Chapter 4: Problem 30
A block slides down an inclined plane with a constant acceleration of 8 feet per second per second. If the inclined plane is 75 feet long and the block reaches the bottom in \(3.75\) seconds, what was the initial velocity of the block?
Short Answer
Expert verified
The initial velocity of the block is 5 feet/s.
Step by step solution
01
Identify Known Variables
We know that the acceleration \(a\) is 8 feet/s², the distance \(s\) is 75 feet, and the time \(t\) is 3.75 seconds. We need to find the initial velocity \(v_0\).
02
Choose the Right Equation
Use the kinematic equation: \[ s = v_0 t + \frac{1}{2} a t^2 \]. This equation relates distance, initial velocity, time, and acceleration.

◆ WORK INSTRUCTIONS
**A)** Output the passage of the inclined plane problem that begins at the words "Chapter 4: Problem" and stops after the words "of the block?".
**B)** In the inclined plane problem, how long does the block take to reach the bottom?
**C)** Please carry the inclined plane solution on from where it stops.

Stored records:
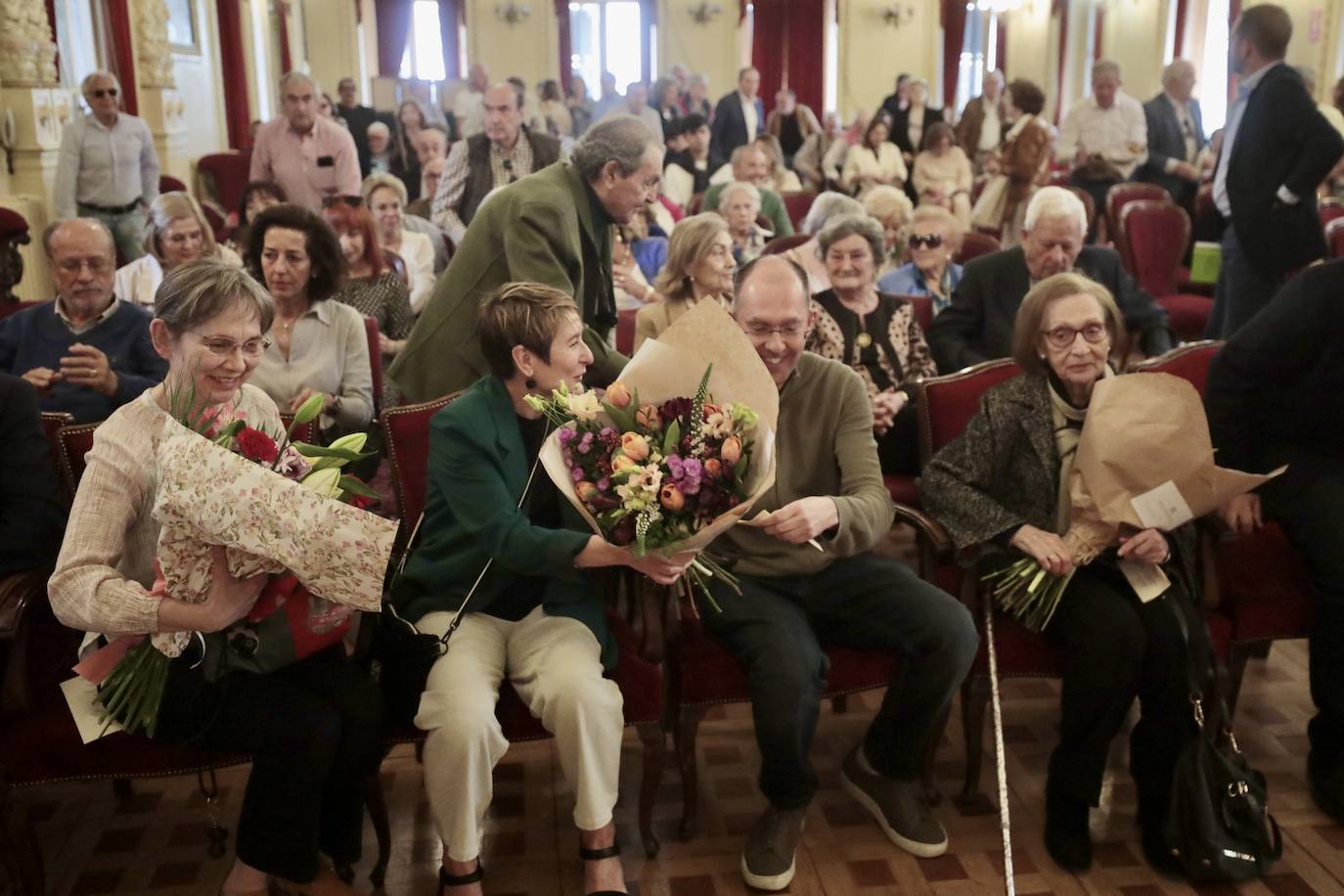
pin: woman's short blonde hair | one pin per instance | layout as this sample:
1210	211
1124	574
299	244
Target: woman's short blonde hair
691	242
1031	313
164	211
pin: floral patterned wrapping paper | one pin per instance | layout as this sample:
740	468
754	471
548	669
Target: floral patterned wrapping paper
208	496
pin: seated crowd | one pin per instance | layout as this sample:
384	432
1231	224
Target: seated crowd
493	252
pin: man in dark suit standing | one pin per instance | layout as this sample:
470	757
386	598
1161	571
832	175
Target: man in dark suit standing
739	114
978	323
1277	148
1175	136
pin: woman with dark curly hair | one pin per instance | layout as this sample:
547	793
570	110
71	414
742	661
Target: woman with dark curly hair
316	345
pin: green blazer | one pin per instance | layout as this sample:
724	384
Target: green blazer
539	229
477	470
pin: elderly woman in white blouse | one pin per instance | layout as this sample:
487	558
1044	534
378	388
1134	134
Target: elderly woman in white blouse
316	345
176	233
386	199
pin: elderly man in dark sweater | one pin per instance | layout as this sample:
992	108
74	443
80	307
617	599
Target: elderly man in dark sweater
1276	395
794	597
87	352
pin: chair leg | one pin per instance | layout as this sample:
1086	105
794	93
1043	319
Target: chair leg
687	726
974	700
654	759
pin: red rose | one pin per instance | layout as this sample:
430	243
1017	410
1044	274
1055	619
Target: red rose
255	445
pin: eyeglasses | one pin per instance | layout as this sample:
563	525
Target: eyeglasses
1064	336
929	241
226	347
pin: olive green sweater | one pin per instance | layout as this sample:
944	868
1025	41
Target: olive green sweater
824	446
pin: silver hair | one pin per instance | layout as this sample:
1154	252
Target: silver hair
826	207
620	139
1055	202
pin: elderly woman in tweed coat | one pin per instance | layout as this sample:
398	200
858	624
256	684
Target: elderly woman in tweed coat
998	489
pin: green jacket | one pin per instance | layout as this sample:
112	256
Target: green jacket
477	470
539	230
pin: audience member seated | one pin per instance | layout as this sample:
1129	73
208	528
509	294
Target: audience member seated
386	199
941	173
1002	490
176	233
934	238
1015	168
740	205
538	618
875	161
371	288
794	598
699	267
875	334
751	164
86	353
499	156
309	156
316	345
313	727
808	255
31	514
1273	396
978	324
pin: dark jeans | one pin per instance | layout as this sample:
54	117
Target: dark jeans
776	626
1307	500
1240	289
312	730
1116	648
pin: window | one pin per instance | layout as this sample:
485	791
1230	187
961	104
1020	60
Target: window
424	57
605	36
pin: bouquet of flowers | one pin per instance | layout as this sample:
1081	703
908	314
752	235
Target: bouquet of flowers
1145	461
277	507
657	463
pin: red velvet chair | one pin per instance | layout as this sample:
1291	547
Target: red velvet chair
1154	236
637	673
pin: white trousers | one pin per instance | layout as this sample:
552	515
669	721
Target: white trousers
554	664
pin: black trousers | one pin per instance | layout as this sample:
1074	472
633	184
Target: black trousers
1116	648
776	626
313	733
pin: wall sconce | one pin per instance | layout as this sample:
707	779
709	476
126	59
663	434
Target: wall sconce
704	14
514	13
--
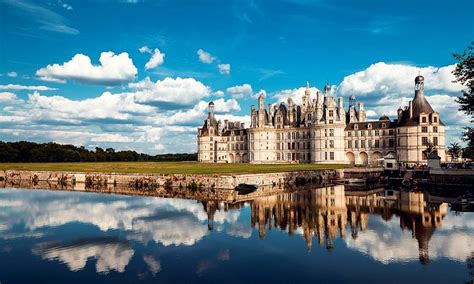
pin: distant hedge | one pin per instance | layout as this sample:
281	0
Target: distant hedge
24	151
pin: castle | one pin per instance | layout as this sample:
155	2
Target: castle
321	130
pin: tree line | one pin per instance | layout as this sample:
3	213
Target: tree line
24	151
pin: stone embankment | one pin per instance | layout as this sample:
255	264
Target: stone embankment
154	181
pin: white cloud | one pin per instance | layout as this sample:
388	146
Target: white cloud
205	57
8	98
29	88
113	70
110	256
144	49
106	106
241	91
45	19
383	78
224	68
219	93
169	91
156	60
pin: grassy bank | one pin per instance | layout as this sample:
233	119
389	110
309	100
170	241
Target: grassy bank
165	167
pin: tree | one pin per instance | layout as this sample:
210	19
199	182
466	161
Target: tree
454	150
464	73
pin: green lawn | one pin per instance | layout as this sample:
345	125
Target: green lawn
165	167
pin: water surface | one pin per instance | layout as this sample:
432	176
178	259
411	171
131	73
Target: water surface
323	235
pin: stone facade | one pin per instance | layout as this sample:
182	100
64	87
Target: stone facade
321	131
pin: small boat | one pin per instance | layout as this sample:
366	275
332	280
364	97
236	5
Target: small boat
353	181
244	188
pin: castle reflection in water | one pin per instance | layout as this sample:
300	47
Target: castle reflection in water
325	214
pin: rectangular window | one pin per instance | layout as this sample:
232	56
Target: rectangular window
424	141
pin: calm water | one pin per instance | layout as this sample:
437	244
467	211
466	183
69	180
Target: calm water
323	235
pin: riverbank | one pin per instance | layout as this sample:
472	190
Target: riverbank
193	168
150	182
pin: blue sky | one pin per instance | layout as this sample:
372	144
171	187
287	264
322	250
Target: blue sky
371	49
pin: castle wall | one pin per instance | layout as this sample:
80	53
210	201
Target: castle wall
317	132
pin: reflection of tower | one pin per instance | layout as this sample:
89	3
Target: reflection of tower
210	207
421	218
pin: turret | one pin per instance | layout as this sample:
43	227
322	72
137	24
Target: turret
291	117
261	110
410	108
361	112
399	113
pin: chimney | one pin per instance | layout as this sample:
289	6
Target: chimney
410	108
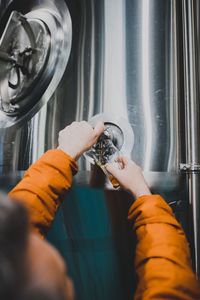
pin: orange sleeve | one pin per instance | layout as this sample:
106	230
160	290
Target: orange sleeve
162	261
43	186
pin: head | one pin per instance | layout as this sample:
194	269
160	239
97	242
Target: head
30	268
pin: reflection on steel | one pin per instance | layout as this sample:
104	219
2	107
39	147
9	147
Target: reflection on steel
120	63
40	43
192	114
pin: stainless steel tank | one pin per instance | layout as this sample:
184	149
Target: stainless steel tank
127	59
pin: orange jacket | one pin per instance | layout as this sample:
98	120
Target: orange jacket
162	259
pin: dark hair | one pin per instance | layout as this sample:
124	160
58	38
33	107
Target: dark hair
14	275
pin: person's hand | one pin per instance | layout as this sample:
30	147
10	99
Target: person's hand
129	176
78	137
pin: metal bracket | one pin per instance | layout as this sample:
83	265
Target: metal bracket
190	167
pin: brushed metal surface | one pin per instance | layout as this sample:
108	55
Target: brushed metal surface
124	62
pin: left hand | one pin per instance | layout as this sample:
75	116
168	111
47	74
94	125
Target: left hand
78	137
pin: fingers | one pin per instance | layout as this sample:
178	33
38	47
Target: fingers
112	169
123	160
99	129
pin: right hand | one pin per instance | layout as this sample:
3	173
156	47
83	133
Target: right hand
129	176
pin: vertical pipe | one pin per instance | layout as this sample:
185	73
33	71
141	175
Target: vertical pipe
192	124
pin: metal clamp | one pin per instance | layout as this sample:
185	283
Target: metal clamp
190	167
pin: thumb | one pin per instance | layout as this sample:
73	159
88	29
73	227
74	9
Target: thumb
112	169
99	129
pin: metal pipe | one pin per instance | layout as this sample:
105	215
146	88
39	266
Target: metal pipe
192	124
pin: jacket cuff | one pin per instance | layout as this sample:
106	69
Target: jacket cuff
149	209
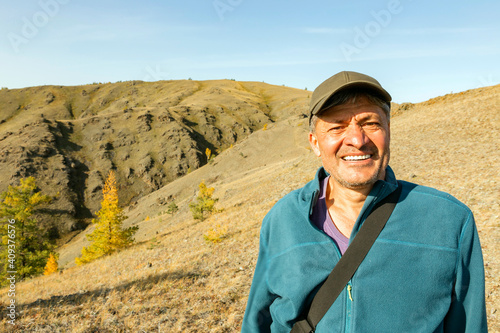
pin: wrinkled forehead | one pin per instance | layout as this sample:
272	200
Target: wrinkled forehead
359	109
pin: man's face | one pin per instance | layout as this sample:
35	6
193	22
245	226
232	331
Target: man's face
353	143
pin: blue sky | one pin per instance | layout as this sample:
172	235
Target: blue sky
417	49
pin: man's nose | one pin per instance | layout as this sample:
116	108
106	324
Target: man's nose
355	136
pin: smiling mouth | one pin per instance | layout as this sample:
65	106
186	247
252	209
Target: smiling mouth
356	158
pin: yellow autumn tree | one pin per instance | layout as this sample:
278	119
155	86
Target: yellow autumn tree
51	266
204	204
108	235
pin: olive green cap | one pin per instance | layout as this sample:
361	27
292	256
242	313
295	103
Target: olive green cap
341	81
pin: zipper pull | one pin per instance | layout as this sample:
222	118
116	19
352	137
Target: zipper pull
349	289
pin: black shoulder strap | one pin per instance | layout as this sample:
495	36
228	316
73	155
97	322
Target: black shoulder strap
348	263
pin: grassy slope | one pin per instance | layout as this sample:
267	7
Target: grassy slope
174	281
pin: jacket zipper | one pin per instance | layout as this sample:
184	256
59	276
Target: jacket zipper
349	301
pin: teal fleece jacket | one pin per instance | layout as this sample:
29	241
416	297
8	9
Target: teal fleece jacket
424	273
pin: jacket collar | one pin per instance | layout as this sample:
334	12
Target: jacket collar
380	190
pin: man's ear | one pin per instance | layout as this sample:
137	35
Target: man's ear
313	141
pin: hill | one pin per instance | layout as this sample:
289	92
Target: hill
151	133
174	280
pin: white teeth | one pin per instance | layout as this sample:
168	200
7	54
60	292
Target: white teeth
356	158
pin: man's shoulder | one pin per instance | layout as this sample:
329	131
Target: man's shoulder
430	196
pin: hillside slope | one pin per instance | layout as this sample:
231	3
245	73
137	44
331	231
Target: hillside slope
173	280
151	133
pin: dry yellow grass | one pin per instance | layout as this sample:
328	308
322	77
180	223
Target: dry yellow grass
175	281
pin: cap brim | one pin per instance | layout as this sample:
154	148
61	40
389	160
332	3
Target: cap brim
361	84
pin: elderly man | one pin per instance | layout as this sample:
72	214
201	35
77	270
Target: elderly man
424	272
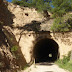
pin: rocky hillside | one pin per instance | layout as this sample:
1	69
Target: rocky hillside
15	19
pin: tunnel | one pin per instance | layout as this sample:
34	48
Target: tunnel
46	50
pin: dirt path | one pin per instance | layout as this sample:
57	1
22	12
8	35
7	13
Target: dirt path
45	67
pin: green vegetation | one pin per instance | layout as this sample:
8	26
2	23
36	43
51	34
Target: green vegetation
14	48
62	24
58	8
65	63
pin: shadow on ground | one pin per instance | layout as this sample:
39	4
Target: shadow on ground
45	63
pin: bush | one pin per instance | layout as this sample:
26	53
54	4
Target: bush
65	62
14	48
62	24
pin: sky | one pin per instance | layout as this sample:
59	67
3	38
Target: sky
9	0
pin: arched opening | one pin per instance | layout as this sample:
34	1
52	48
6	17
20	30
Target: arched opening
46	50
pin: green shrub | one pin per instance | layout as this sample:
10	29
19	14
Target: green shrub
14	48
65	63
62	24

◆ ANSWERS TO THE EXERCISE
**A)**
Chapter 4: Problem 30
A block slides down an inclined plane with a constant acceleration of 8 feet per second per second. If the inclined plane is 75 feet long and the block reaches the bottom in \(3.75\) seconds, what was the initial velocity of the block?

**B)** 3.75 seconds.

**C)**
03
Substitute Known Values
Plug in the known values into the kinematic equation: \[ 75 = v_0 \times 3.75 + \frac{1}{2} \times 8 \times (3.75)^2 \].
04
Calculate the Acceleration Term
Calculate the value of the acceleration term: \( \frac{1}{2} \times 8 \times (3.75)^2 = 56.25 \).
05
Solve for Initial Velocity
Rearrange the equation to solve for \(v_0\): \[ v_0 = \frac{75 - 56.25}{3.75} \].
06
Perform the Calculation
Calculate: \( v_0 = \frac{18.75}{3.75} = 5 \). Thus, the initial velocity \(v_0\) is 5 feet/s.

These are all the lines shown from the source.